**Task to carry out**. Your answer is the line containing "Target: concrete outlet structure" plus every line after it to the end of the data below, transcribed exactly and with nothing else.

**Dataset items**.
———
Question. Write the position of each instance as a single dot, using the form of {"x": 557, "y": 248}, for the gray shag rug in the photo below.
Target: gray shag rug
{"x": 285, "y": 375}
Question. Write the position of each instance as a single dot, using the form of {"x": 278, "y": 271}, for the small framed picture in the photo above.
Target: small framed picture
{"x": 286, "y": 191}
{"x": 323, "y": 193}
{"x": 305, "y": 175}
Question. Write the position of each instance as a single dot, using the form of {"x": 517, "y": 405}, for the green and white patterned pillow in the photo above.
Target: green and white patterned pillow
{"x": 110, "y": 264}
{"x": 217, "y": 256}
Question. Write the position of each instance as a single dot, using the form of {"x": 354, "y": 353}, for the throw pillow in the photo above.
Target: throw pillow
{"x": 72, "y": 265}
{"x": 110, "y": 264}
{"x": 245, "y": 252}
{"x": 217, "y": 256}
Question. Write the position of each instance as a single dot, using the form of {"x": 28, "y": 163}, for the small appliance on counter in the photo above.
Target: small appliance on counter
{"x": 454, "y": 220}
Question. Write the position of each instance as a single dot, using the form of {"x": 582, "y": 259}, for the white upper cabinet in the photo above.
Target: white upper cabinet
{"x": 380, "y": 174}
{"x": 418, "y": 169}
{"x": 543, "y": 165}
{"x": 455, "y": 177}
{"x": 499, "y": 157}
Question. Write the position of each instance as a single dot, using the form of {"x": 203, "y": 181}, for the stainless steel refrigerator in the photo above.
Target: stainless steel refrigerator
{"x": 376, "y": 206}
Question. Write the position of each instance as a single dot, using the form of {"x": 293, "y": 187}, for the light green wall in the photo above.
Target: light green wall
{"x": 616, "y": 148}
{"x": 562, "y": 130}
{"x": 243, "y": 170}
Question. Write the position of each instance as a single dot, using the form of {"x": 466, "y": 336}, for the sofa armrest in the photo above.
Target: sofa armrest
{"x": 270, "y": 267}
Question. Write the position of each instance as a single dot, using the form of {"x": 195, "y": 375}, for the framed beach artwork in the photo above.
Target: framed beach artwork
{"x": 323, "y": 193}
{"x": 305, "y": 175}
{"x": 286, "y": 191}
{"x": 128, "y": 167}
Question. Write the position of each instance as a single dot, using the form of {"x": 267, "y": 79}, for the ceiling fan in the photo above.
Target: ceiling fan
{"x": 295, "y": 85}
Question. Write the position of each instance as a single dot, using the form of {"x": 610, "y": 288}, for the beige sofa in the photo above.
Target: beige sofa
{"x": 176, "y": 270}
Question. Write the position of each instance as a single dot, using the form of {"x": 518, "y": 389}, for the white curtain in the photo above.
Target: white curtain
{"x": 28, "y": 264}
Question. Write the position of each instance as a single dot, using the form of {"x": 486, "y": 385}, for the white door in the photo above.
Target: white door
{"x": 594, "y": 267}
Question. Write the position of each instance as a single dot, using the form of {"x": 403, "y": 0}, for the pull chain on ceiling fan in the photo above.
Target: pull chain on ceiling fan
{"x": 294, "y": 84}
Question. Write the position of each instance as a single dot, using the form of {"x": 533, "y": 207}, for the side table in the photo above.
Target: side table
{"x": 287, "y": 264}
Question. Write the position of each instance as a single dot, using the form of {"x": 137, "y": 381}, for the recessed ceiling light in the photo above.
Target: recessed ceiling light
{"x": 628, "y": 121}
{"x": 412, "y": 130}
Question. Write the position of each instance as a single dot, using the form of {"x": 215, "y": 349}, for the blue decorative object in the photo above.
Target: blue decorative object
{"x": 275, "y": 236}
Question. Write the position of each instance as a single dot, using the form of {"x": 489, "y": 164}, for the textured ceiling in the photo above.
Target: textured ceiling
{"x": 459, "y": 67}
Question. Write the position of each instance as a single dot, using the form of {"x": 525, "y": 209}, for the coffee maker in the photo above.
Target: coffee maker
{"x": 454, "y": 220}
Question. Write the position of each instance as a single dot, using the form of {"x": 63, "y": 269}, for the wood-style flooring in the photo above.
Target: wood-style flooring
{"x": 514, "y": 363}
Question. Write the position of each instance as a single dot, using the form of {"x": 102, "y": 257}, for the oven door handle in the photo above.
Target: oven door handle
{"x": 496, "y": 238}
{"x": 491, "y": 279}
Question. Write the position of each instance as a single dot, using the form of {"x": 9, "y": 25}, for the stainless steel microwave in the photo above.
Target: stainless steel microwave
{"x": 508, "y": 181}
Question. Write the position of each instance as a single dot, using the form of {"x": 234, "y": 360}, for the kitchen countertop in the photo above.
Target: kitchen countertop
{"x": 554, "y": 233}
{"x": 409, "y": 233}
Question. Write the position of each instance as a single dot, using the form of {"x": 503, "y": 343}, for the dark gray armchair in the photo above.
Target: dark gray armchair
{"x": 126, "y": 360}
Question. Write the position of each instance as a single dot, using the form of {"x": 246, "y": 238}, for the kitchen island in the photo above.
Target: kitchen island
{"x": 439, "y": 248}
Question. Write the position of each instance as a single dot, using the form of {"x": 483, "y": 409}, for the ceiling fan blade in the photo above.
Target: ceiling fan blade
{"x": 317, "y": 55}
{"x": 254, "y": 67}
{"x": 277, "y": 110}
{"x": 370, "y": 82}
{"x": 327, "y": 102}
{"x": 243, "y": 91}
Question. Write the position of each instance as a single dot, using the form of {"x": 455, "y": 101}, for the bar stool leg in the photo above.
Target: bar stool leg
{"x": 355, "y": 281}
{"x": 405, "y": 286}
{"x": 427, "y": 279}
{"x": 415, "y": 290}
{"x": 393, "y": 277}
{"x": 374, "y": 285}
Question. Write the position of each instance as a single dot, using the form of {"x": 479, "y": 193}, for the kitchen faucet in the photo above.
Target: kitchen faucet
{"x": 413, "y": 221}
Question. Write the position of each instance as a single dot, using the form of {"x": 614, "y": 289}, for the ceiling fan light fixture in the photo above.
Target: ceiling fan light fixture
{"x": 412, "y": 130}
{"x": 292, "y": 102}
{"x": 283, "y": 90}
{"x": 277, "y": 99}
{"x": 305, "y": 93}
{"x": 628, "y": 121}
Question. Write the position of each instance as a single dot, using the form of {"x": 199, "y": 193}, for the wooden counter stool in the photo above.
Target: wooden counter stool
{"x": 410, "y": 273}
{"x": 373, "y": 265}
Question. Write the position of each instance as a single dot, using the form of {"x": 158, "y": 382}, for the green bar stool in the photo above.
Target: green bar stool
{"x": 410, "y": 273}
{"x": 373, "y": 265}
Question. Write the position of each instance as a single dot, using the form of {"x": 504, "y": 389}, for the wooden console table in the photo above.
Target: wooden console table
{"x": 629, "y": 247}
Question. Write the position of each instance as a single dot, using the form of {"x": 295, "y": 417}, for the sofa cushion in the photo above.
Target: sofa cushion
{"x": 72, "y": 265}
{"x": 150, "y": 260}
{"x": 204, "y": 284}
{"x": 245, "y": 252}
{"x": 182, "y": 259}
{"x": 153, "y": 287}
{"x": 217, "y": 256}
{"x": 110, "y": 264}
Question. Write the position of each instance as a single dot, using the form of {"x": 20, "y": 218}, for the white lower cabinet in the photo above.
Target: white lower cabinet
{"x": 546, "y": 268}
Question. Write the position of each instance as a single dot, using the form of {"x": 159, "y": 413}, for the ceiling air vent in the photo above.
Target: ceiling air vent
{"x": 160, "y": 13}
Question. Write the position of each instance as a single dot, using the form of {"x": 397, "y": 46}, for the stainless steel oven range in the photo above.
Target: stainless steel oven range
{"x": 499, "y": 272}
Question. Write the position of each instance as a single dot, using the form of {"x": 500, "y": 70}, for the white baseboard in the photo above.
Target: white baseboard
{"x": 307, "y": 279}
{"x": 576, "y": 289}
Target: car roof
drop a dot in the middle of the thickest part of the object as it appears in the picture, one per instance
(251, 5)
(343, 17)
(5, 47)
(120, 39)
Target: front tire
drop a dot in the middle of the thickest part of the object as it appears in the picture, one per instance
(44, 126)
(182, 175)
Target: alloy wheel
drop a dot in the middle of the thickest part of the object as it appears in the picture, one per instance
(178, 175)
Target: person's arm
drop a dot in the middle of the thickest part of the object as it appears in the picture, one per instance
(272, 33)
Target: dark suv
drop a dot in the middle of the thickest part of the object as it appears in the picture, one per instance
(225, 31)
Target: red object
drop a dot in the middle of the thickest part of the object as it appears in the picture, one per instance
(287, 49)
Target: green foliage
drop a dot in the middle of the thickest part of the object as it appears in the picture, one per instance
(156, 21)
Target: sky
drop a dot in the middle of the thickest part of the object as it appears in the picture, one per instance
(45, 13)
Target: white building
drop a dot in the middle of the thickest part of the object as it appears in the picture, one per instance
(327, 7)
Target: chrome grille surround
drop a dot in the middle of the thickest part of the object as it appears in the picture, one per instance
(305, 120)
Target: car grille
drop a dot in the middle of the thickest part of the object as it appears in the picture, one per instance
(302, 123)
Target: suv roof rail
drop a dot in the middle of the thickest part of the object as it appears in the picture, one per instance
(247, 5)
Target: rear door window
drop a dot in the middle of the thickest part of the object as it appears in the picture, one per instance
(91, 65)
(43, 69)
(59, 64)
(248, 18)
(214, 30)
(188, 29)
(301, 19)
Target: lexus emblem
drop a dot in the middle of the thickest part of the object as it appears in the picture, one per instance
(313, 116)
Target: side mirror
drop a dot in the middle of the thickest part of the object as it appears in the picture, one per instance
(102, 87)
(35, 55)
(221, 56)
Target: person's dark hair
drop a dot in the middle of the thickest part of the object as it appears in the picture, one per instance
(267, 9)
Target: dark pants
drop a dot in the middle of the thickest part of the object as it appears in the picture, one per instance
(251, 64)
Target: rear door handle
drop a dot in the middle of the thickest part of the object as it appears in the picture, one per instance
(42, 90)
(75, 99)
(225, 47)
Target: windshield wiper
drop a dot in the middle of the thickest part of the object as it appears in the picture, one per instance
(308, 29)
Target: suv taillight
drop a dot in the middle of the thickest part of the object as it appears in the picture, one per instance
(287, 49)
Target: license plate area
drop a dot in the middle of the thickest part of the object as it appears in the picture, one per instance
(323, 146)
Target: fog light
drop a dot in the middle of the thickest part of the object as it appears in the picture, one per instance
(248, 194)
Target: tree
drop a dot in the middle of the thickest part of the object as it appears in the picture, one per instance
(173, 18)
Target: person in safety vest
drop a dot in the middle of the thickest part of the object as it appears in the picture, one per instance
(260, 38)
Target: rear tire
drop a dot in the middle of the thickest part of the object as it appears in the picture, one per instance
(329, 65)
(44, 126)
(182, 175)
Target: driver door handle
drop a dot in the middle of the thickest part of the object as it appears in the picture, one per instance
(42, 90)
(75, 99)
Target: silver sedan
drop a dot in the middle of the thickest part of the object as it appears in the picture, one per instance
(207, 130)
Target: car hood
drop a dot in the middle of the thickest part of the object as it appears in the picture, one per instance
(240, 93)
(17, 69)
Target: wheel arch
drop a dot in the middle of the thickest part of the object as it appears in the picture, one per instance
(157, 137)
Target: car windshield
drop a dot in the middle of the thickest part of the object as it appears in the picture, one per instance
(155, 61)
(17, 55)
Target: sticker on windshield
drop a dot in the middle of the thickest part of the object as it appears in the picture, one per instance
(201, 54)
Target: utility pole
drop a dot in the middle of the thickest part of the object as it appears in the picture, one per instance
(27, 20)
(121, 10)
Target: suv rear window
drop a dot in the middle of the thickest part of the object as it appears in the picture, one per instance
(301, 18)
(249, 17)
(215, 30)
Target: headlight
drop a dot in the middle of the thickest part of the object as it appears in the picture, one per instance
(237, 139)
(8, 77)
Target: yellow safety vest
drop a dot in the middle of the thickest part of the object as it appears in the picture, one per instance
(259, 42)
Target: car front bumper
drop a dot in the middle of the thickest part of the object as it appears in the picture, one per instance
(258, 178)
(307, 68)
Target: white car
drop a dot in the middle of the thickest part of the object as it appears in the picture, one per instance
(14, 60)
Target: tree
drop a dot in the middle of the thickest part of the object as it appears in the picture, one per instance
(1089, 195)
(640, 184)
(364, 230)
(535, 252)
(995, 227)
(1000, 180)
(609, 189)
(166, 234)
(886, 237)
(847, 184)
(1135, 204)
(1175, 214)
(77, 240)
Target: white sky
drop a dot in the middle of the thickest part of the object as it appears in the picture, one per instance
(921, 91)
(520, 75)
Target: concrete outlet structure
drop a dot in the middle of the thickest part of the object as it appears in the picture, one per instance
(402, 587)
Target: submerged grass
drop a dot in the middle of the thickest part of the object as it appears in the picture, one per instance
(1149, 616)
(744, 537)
———
**Answer to this exercise**.
Target: concrete outlet structure
drop a dot in the middle of the thickest part of the object as it appears in the picture, one per instance
(402, 587)
Target: submerged grass
drop a dot in the middle of the thickest part of the object as it appears in the picture, one per instance
(1149, 616)
(744, 537)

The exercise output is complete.